Teile der Aufgabe:
1. Beantworten Sie anhand des Artikels über das Nato-Außenministertreffen in Brüssel die folgenden Fragen.
(a) In welcher Stadt findet der Gipfel Anfang Dezember statt?
(b) Wie viele Mitgliedstaaten hat die Nato laut dem Artikel?
(c) Wie schnell widersprach Angela Merkel Emmanuel Macron?
2. Schreiben Sie den Artikel über das Nato-Außenministertreffen in Brüssel im Anschluss an seinen letzten Satz weiter.

Vorliegender Text:
━━━
Neuss-Grevenbroicher Zeitung Neuss
„Die Lebensversicherung Europas“
Außenminister Heiko Maas stellt in Brüssel seine Ideen für eine Reform der Nato vor.
BRÜSSEL Eigentlich wollten die Außenminister der Nato in Brüssel zusammenkommen, um den Gipfel Anfang Dezember in London vorzubereiten. Dort werden die Staatsund Regierungschefs auch das 70-jährige Jubiläum der Allianz begehen. Außerdem wollten die Minister über die neuesten Zahlen zu den Verteidigungsausgaben der 29 Mitgliedstaaten diskutieren und hatten etliche Spezialthemen auf der Tagesordnung. So wollten sie etwa den Weltraum als Ebene für militärische Operationen identifizieren.
Doch nach der „Hirntod“-diagnose, die Frankreichs Präsident Emmanuel Macron kürzlich in einem Interview der Nato verpasst hatte, überschatteten die Reaktionen darauf das Treffen. Bundeskanzlerin Angela Merkel hatte binnen zwei Stunden, und damit ungewöhnlich schnell, Macron widersprochen. Macron hatte zudem argumentiert, bei strategischen Entscheidungen gebe es keine Abstimmung zwischen Europäern und den USA.
━━━
Datenzeilen:
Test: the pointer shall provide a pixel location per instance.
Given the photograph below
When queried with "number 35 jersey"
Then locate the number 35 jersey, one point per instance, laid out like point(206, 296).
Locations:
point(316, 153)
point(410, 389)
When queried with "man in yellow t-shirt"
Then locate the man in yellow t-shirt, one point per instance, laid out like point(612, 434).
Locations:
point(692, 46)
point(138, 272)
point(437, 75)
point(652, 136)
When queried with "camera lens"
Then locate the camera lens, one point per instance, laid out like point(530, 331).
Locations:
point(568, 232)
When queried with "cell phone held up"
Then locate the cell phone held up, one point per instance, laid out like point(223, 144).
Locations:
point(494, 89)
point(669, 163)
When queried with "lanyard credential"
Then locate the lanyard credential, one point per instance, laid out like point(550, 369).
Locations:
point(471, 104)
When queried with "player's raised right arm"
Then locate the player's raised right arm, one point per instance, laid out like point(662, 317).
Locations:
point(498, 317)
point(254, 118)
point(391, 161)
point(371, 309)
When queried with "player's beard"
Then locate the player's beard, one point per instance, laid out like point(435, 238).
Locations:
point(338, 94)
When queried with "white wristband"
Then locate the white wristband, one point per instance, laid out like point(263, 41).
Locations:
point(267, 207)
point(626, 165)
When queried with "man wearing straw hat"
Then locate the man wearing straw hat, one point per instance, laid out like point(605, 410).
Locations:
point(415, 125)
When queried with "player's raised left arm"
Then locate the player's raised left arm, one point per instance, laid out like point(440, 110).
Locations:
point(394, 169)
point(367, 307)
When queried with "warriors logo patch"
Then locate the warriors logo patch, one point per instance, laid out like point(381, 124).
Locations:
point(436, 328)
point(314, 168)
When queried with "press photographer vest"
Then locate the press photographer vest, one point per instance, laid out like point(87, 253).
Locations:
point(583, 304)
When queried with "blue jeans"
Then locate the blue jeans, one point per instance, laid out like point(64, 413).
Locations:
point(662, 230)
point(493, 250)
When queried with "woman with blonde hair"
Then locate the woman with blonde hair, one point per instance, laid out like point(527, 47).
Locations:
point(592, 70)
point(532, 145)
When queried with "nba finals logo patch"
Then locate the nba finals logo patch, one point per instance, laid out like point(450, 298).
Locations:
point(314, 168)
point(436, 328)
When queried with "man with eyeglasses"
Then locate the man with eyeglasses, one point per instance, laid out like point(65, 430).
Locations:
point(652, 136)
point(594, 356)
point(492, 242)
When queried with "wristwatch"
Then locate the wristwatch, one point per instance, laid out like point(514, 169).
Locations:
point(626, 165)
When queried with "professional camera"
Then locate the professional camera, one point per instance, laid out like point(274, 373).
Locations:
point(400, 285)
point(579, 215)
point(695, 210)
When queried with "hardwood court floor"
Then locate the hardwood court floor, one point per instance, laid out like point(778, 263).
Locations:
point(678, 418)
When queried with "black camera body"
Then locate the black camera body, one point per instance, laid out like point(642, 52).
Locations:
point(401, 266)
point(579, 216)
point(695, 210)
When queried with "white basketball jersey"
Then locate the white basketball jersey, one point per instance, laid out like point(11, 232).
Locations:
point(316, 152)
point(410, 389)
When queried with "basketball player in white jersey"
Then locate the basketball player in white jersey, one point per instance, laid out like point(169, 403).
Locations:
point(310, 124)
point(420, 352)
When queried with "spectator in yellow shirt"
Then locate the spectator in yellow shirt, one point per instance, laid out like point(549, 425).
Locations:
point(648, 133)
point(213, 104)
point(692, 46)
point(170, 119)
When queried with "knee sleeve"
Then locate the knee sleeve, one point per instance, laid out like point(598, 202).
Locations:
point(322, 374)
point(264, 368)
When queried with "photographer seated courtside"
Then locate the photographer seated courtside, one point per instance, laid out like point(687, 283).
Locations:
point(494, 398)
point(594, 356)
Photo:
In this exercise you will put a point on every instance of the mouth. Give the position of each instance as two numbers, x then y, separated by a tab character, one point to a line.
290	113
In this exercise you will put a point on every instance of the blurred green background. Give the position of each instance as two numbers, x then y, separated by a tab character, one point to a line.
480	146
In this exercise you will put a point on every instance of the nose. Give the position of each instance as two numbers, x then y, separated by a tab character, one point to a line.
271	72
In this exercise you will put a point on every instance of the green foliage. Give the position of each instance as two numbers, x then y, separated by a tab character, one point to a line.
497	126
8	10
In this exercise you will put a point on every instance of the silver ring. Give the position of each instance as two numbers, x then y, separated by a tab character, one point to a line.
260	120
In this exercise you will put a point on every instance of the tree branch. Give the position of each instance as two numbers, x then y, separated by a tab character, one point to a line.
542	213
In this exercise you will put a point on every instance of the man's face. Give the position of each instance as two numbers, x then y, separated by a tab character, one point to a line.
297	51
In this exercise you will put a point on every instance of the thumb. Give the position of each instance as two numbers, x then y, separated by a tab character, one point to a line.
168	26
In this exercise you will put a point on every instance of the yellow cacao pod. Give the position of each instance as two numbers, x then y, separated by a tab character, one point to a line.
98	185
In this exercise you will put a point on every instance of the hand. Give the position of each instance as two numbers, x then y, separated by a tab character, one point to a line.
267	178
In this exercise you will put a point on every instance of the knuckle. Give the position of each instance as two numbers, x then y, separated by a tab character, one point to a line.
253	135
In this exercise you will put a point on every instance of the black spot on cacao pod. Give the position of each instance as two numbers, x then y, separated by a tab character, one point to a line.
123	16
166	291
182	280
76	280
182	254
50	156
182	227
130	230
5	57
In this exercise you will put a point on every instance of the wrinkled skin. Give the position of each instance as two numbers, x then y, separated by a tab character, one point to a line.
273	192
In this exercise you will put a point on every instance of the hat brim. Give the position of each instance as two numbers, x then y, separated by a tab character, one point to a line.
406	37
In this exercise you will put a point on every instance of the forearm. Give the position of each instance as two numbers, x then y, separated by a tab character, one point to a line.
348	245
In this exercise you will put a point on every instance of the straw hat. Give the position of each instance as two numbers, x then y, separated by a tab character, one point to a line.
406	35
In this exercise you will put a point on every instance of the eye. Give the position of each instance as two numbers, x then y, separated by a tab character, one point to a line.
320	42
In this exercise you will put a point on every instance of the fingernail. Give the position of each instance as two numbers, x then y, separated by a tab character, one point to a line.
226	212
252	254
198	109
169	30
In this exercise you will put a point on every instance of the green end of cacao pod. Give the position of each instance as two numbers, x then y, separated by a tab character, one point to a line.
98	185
━━━
Lösungen:
1.
(a) In London.
(b) 29 Mitgliedstaaten.
(c) Binnen zwei Stunden.

2.
Deutschlands Außenminister Heiko Maas (SPD) ergriff bei dem Treffen in Brüssel die Initiative und stieß eine Reformdebatte der Nato an. Als Reaktion auf die Verunsicherung im Bündnis über die Hirntod-diagnose Macrons will er eine externe Kommission von Experten unter der Leitung von Nato-generalsekretär Jens Stoltenberg berufen, die Reformen erarbeiten sollen. „Die Nato ist die Lebensversicherung Europas“, sagte Maas zu Beginn des Ministertreffens. Daher sei es wichtig, dass das Bündnis „in Geschlossenheit in die Zukunft geht“. Auch Frankreich, so Maas, wolle selbst einen Vorschlag zur besseren Zusammenarbeit in der Nato vorlegen.
Nato-generalsekretär Stoltenberg ist ein Norweger und neigt nicht zu
Euphorie. Auf die Frage, ob er den Vorstoß begrüße, holt Stoltenberg erst weit aus und lobt zunächst die „klare und starke Botschaft“, mit der sich die Bundesregierung bei seinem Besuch kürzlich in Berlin zur Nato bekannt habe. Erst danach kommt er auf Maas Vorschlag zu sprechen und bescheinigt ihm „Wert“, er freue sich darauf, darüber anschließend zu diskutieren.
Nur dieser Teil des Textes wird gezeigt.